EXERCISE INSTRUCTIONS:
Go to the line in the entries below that holds "Query: man in teal shirt" and repeat exactly from there through the line that holds "-- a row prints like pixel 1019 371", inclusive.

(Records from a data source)
[Start of section]
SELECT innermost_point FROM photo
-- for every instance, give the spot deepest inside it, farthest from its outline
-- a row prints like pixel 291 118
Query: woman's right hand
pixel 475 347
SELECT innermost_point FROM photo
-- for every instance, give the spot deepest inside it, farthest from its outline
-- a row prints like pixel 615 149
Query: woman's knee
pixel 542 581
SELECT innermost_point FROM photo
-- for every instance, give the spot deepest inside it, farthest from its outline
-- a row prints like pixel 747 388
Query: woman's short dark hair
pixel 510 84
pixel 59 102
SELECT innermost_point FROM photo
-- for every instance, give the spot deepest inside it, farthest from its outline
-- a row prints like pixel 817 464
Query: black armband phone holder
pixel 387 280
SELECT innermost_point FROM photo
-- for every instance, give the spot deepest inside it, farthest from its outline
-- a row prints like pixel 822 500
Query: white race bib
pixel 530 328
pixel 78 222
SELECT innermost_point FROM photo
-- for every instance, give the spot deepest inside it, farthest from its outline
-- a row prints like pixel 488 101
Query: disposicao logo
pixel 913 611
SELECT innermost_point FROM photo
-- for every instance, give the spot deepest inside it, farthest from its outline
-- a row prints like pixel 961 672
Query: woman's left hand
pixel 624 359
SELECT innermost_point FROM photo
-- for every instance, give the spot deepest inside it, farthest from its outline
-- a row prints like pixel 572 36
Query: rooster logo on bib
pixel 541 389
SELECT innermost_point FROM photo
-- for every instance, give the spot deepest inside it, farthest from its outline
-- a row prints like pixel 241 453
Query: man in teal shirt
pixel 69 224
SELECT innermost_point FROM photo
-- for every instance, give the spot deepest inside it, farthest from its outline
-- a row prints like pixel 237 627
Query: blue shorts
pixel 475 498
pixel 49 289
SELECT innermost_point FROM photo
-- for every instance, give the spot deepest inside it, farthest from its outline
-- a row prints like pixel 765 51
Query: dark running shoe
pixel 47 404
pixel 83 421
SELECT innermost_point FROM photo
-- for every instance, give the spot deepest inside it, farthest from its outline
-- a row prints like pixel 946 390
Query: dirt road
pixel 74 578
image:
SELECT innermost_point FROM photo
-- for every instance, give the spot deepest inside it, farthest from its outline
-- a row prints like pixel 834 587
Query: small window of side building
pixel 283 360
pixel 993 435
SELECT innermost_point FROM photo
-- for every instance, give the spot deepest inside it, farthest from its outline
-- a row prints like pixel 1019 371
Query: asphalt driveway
[End of section]
RESPONSE TO THIS EXERCISE:
Query: man in teal shirt
pixel 69 224
SELECT innermost_point FROM photo
-- for every instance, give the spot deepest inside it, farthest from its outline
-- a row prints like pixel 237 627
Query: blue shorts
pixel 475 498
pixel 49 289
SELECT innermost_point FROM photo
-- for every instance, give the spot deepest inside it, farthest from its outline
-- a row prints like pixel 765 51
Query: dark running shoe
pixel 47 404
pixel 83 421
SELECT innermost_point FROM photo
-- for every instance, give the spot deepest inside it, farthest from its outline
-- a row prints like pixel 946 390
Query: dirt road
pixel 74 578
image:
SELECT innermost_point FROM photo
-- for every instance, give the spot deepest inside it, farthest from its outline
-- a row prints like pixel 834 587
Query: small window of side building
pixel 283 360
pixel 993 435
SELECT innermost_point FROM photo
-- for every instance, give the spot deepest inside it, farthest from its outline
-- a row prints like pixel 1019 371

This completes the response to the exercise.